▸ TASK TO CARRY OUT: Exclude all pictures, then write out exactly the lines below from the first one through the line with "box: [254, 200, 397, 575]".
==*==
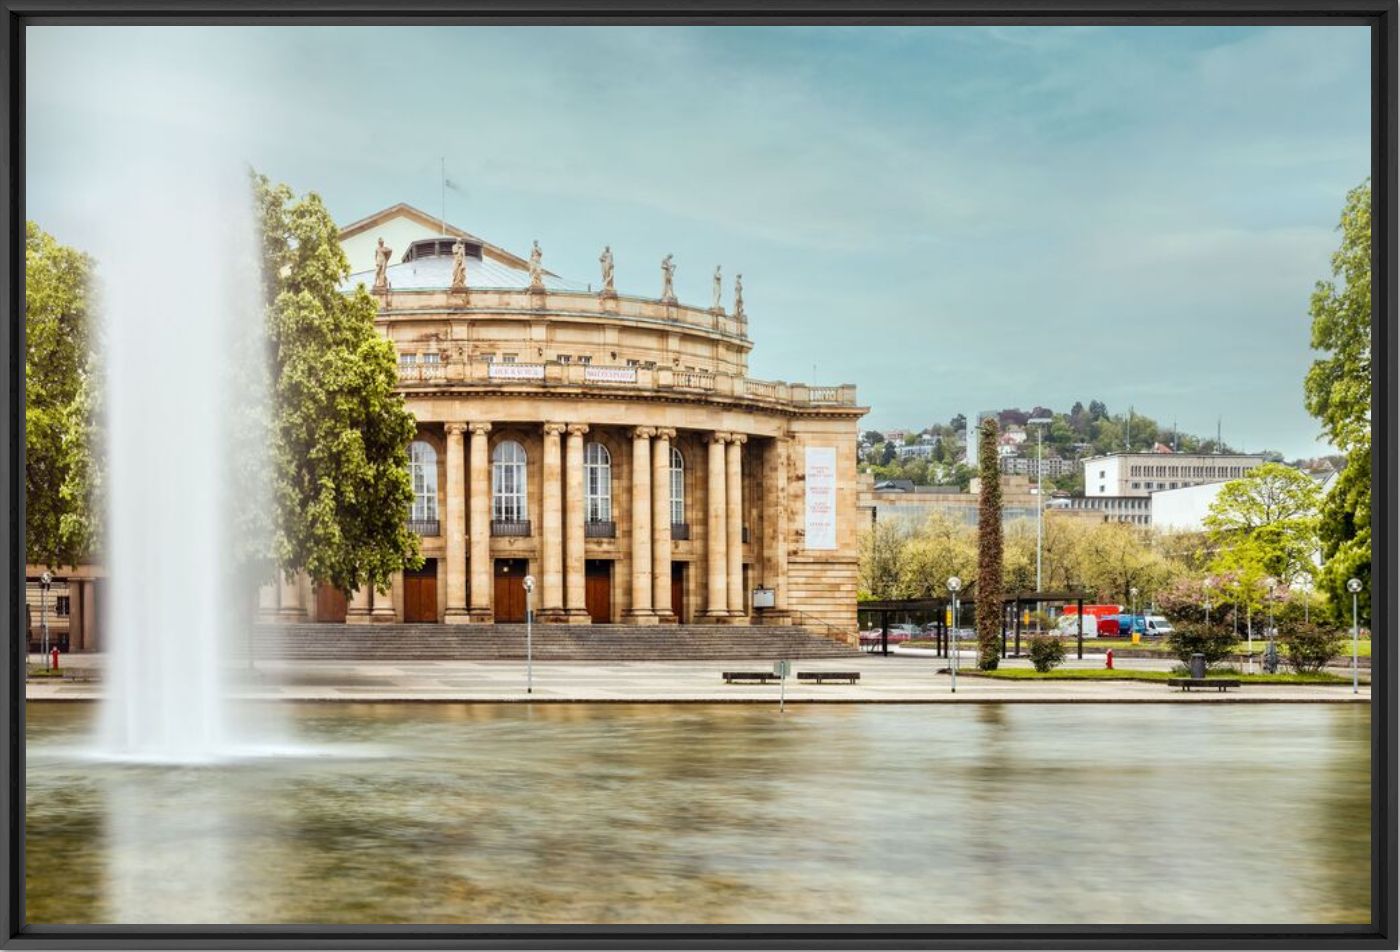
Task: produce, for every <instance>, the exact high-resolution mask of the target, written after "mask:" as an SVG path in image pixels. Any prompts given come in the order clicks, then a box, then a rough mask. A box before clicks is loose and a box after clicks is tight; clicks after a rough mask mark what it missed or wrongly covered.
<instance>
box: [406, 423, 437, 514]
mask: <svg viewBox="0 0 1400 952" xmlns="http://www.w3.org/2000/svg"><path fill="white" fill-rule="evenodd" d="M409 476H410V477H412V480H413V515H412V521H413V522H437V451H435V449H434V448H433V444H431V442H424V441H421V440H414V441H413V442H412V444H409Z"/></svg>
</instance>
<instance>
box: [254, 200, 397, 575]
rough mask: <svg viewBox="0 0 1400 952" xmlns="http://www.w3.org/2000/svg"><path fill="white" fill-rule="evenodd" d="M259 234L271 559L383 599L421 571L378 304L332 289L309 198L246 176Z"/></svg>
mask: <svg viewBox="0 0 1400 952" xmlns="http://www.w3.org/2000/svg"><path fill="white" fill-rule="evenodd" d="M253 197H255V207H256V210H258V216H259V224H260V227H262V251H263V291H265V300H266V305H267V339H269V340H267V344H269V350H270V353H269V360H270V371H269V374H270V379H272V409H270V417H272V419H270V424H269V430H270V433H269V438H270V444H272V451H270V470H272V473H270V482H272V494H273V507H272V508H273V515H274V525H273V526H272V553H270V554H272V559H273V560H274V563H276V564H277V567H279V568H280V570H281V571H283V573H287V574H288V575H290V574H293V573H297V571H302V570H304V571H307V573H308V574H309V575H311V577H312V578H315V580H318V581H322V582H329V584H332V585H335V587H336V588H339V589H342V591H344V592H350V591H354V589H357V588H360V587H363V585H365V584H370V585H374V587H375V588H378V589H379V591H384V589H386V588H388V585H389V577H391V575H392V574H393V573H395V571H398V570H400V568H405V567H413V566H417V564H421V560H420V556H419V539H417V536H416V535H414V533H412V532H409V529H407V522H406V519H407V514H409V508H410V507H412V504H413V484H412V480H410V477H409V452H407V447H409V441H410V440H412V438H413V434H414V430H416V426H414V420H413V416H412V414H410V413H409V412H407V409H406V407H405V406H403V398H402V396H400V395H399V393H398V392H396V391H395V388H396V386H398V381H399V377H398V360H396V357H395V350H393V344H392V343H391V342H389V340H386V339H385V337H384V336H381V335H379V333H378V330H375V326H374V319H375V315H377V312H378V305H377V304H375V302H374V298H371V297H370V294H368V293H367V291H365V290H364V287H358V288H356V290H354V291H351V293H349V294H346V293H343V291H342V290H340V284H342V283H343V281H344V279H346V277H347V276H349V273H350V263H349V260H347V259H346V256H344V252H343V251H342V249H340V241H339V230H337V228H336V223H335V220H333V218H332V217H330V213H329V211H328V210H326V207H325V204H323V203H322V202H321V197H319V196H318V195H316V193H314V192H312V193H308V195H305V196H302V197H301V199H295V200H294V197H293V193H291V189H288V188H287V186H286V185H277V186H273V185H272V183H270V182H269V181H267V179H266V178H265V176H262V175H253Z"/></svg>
==*==
▸ SOLUTION TO THE EXERCISE:
Task: produce, for every <instance>, the exact high-resolution mask of the target, written after "mask:" as an SVG path in image pixels. Any prompts given come in the order clicks, then a box, then a rough mask. A box before clicks is loose and a box after clicks is tight; clicks after a rough mask mark what it missed or wrongly covered.
<instance>
box: [406, 423, 437, 514]
mask: <svg viewBox="0 0 1400 952" xmlns="http://www.w3.org/2000/svg"><path fill="white" fill-rule="evenodd" d="M409 476H410V477H412V480H413V515H412V521H413V522H437V451H435V449H434V448H433V444H431V442H424V441H421V440H414V441H413V442H412V444H409Z"/></svg>
</instance>
<instance>
box: [254, 200, 397, 575]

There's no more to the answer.